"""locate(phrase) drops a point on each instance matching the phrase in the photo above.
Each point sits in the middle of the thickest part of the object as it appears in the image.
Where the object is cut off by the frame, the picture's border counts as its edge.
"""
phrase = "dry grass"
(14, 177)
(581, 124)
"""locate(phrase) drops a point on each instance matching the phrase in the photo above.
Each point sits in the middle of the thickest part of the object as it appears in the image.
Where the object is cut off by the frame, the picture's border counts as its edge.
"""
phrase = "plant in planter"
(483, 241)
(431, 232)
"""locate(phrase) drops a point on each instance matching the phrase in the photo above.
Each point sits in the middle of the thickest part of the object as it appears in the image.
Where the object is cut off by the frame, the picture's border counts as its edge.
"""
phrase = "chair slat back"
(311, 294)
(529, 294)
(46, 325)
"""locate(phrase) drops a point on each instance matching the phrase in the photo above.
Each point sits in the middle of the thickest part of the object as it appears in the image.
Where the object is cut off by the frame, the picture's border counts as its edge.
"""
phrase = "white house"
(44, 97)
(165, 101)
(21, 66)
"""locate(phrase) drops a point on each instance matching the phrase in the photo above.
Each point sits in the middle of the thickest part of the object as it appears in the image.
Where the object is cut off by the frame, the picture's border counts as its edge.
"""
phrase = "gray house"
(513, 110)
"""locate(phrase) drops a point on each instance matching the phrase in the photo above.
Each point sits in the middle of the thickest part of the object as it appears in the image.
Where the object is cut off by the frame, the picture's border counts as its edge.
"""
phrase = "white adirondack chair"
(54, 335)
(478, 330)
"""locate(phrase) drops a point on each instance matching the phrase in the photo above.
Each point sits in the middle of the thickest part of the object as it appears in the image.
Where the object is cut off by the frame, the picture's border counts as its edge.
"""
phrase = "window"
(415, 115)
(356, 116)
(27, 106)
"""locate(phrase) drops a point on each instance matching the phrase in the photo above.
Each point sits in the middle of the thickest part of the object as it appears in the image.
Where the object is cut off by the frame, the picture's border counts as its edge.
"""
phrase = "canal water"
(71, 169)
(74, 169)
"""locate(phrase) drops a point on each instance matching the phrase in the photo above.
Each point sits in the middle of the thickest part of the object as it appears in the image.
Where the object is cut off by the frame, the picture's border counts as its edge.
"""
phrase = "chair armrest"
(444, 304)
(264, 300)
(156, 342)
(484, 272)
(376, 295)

--------------------------------------------------

WHAT THE TASK ASKS: Exactly as they are written, print the entries again.

WRITTEN RESPONSE:
"""locate(phrase) drops a point on each instance matching the phrase in the photo above.
Each point sits in the middle of the thickest part of the object as it appears in the image.
Where the object is cut off by the frame, the picture's border counts as its edge.
"""
phrase = "dry grass"
(14, 177)
(581, 124)
"""locate(phrase) drops a point on each instance matching the phrase in the photo above.
Each point sits in the middle of the thickest part of the object as it appears in the image.
Where the object is cut off by the frame, the picture's border counts as its edge.
"""
phrase = "plant in planter"
(483, 241)
(431, 232)
"""locate(phrase) drops a point on each instance matching the phrase in the photo above.
Each point sits in the middle of the thickest part of the object as it appears in the image.
Where the object is cut off by the frame, the picture's border counts as its edge.
"""
phrase = "chair slat back"
(311, 294)
(529, 294)
(46, 325)
"""locate(phrase) drops a point on each instance matching the phrase in the photo above.
Each point sits in the middle of the thickest part of the object as it appears in the image.
Where the object is cut off by the frame, the picture's border counts as its edge.
"""
phrase = "white house"
(44, 97)
(165, 101)
(21, 66)
"""locate(phrase) drops a point on each instance matching the phrase in the photo above.
Each point sits in the middle of the thickest part of the object as it appears in the image.
Where the object is cut off by the frame, the picture's border counts as its edge.
"""
phrase = "gray house"
(513, 110)
"""locate(phrase) drops a point on each instance matching the phrase in the photo above.
Each point sits in the middle of the thickest part of the object as it appears in the image.
Where the object is cut off by the frame, the picture's border counts as its edge.
"""
phrase = "white adirondack chair"
(54, 335)
(478, 330)
"""locate(phrase) drops a point on each instance matching the phrase in the photo above.
Each point sits in the middle of the thickest part of the object as it appears in the image.
Where the object is cut off by the frame, the picture's border counts as its edge.
"""
phrase = "window"
(415, 115)
(356, 116)
(27, 106)
"""locate(phrase) drops a point on each instance matching the phrase in the photo above.
Each point sits in the middle of the thickest part of the object as it appears in the image.
Where the object is cut off by the frame, the picture's border counts as its edge.
"""
phrase = "canal water"
(71, 169)
(74, 169)
"""locate(phrase) drops a point on each instance matching the phrase in the photo above.
Each point sits in the middle of the thickest part of the object as it appears in the image.
Where the object is cut off by the frame, the picture's border counts as its edge.
"""
phrase = "chair armrest"
(444, 304)
(264, 300)
(156, 342)
(484, 272)
(376, 295)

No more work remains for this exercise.